======== Supplied passage ========

Experimental brain implant instantly detects and relieves pain
Researchers from the New York University School of Medicine have developed a brain implant designed to detect pain sensations in real-time and deliver bursts of pain-relieving stimulation. The device is still deeply experimental but a new proof of concept study demonstrates it working effectively in rodent models.
In the world of brain implants the chasm between science fiction and reality is still quite vast. Apart from some exciting human tests showing paralyzed individuals with implants regaining a sense of touch or controlling computers with their mind, most research in the field is still nascent.
Animal tests have demonstrated incremental technological advances, such as pigs broadcasting neural activity or monkeys playing Pong. Now, an interface that can detect pain signals in one part of the brain and immediately respond with stimulation to another part of the brain targeted to relieve that pain has been developed.
The system is called a closed-loop brain-machine interface. These devices have previously been explored for detecting and treating epileptic seizures but this is the first time the system has been used to treat pain.
The experimental device proposed in the study interfaces with two brain regions. An electrode array detects and decodes pain signals in the anterior cingulate cortex, while an optogenetic system stimulates pyramidal neurons in the prelimbic region of the prefrontal cortex to provide pain relief. This creates a real-time neurofeedback loop suppressing pain as soon as it arises.
Jing Wang, senior author on the new study, says the automated nature of the system reduces the risk of overuse and tolerance because subjects have no control over activation of the pain relief. Plus, as the system focuses on inhibiting pain processing in the brain it shouldn’t be tied up with the opioid reward regions known to cause addiction problems.
In rodent tests the researchers report the device effectively detected pain sensations 80 percent of the time. This included a variety of different kinds of pain inputs, from mechanical or thermal pain to inflammatory and neuropathic pain.

========

Exercise instructions:
**a)** In the article on the experimental brain implant, how often did the device detect pain sensations in the rodent tests?
**b)** Transcribe word for word the part of the brain implant article starting with "Jing Wang, senior" and going on through "and neuropathic pain.".

======== Entries supplied ========

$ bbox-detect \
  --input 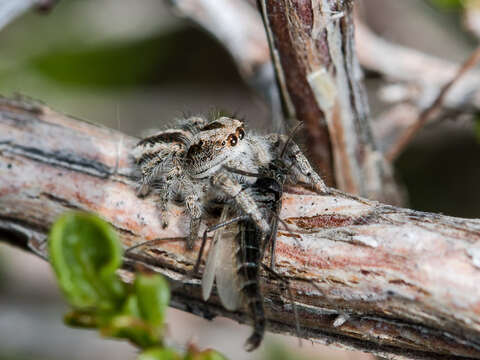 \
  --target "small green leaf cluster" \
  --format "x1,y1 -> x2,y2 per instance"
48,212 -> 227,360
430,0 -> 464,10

========
======== Entries supplied ========

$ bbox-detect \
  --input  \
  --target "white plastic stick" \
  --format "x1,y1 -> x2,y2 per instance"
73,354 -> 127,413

========
======== Entries supplied ========

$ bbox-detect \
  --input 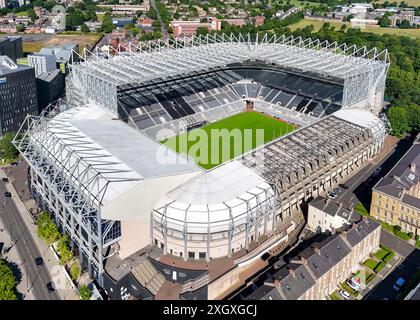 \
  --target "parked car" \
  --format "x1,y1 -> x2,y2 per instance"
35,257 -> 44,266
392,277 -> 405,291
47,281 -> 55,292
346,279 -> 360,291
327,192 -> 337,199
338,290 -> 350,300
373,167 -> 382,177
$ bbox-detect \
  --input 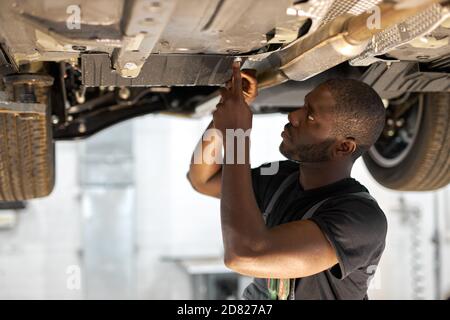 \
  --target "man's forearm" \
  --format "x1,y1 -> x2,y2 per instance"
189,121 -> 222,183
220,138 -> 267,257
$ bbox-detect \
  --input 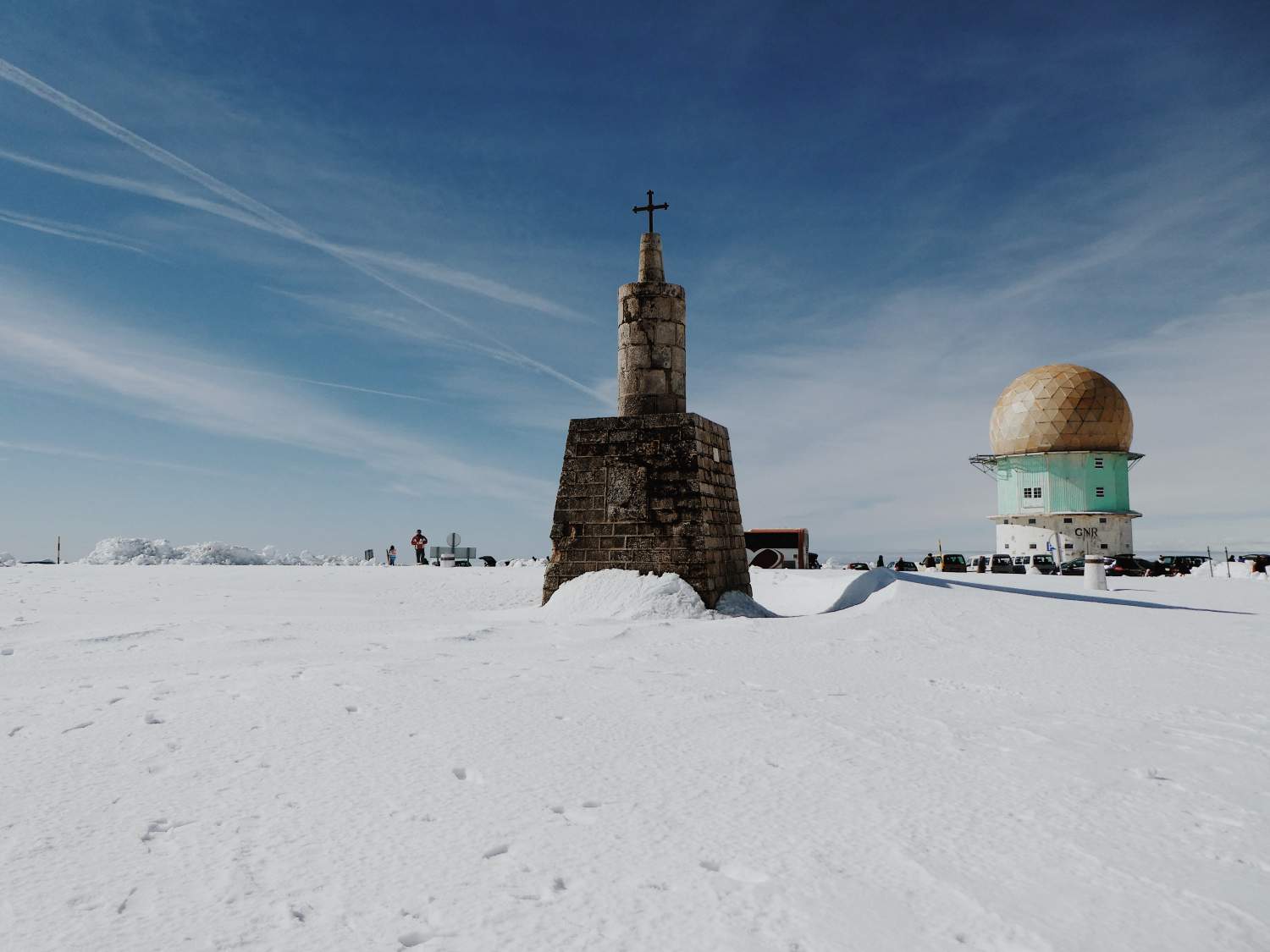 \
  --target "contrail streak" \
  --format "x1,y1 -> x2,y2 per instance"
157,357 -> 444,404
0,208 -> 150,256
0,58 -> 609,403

========

Solution set:
**a)** 80 percent of the time.

**b)**
Jing Wang, senior author on the new study, says the automated nature of the system reduces the risk of overuse and tolerance because subjects have no control over activation of the pain relief. Plus, as the system focuses on inhibiting pain processing in the brain it shouldn’t be tied up with the opioid reward regions known to cause addiction problems.
In rodent tests the researchers report the device effectively detected pain sensations 80 percent of the time. This included a variety of different kinds of pain inputs, from mechanical or thermal pain to inflammatory and neuropathic pain.